## Required task 1
Pick out every line in the entries below that contains the word "board", and copy each one.

## Selected passage
Even voorstellen - Dear Uncle Lennie - 'Sister Juniper', album
Camille-Alban Spreng, Benjamin Sauzereau, Marco Giongrandi, Joachim Badenhorst
'Sister Juniper', album (cd/vinyl/digital)
BMC Records
Release date: 26th September 2025
Camille-Alban Spreng | Spotify
"To one degree or another, we all have an intimate relationship with stories: those we tell by the fireside, those we've lived or dreamed, those drawn from films, folklore or fairy tales. Each, in its own way, feeds our need for the imaginary, our desire to escape. When pianist and composer Camille-Alban Spreng founded Dear Uncle Lennie in 2022, it was with this very desire: to question the evocative power of stories, without words, through brief instrumental forms. The project takes the form of a chamber trio with guitarist Benjamin Sauzereau and banjoist Marco Giongrandi, recurring companions and players on the Brussels jazz scene.
The band's first album, initiated this work on the short, intimate format inspired in particular by the art of haiku. The underlying theme is a fantasized America: that of the gold rush, westerns and great family frescoes as anchors. An imaginary world developed in eighteen brief, rawly expressed titles, dotted with mysterious places and characters with a constant concern to suggest rather than show. Like its predecessor, ‘Sister Juniper’ is a collection of snapshots. Twelve tracks, this time more variable in length (between one and eight minutes), but all sharing the same allusive quest. ‘Dear Niece Thelma’, ‘Two Is Not An Army’ or ‘Behind The Barn Grew Three Little Trees’: so many equivocal, photogenic song titles, where the shadow of an intimate epic is outlined. At least, we're guessing, from the family members, mysterious numbers, house settings deployed here like clues to an uneventful plot, a disjointed narrative whose chapters have been deliberately jumbled.
So, where do we stand here? The album is, in a way, the second season of this musical and family laboratory. With a few differences: in addition to the original miniatures, there are longer pieces, more complex in their narration. ‘Daniele’, for example, starts off with a whimsical energy before unfolding with astonishing delicacy, or the polyrthymic ‘Platoon Five’, gradually developing into a joyous, solar trance. Some tracks are minimalist, contemplative, while others are achieved through the accumulation and interweaving of sound sources. The guitar electrifies the acoustic sources, the banjo deepens the suggestive expression of the whole, the piano is inspired by fingerpicking, blurring the registers. The aim is always the same: to expand the labyrinth of forms employed, to lead us astray without ever losing us in these landscapes with their false airs of an imaginary OST.
The trio extended these explorations by entrusting the recording and mixing of their album to producer Koen Gisen, renowned for his approach to recording and accurate reproduction of acoustic sources. This collaboration is complemented by that of Antwerp clarinettist Joachim Badenhorst, who is featured on certain pieces. This wind instrument provides a means of counterbalancing the short, percussive sounds induced by strummed and struck strings.
Musically, ‘Sister Juniper’ extends the atmosphere of the first album, with its willingness to visit several traditions and genres without ever settling on one. Folk songwriting rubs shoulders with minimalist, repetitive music, jazz meets country in a wide variety of instrumental expressions. Here and there, we can detect many inspirations: Sufjan Stevens, Daniel Rossen or Bill Frisell, to name but a few. But it would be a betrayal of the project’s originality to link it to the artists from whom it borrows, since the aim is more to create a new folklore, free as possible from all conventions.

## Provided records

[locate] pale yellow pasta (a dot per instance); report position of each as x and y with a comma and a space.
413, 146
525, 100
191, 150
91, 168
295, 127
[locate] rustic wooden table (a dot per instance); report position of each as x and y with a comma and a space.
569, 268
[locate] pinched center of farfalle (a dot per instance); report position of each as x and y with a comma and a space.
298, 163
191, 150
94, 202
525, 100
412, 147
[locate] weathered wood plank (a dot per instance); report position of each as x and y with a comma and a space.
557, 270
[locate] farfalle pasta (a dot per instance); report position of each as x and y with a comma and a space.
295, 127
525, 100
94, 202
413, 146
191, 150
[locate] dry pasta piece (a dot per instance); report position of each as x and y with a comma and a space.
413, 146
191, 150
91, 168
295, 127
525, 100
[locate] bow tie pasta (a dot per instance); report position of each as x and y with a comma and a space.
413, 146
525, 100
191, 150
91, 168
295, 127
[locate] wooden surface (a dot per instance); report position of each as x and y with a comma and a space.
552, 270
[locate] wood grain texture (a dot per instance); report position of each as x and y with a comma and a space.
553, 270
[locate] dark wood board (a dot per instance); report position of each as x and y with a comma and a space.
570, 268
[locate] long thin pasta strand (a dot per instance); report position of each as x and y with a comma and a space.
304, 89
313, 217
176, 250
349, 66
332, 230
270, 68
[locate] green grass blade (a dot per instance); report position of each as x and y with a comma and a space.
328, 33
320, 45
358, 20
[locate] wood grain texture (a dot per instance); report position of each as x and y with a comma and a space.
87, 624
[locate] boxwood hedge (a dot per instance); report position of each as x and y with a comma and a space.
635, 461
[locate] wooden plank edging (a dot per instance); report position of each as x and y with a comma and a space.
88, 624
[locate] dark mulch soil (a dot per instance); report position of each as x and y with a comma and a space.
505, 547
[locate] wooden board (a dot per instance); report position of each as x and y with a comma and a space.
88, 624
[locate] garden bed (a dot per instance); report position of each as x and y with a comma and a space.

## Required task 2
According to the album description above, who handled the recording and mixing of 'Sister Juniper'?

## Complete response 1
[locate] dark wood board (a dot per instance); report position of each as x and y with a comma and a space.
[locate] wooden board (a dot per instance); report position of each as x and y with a comma and a space.

## Complete response 2
Producer Koen Gisen.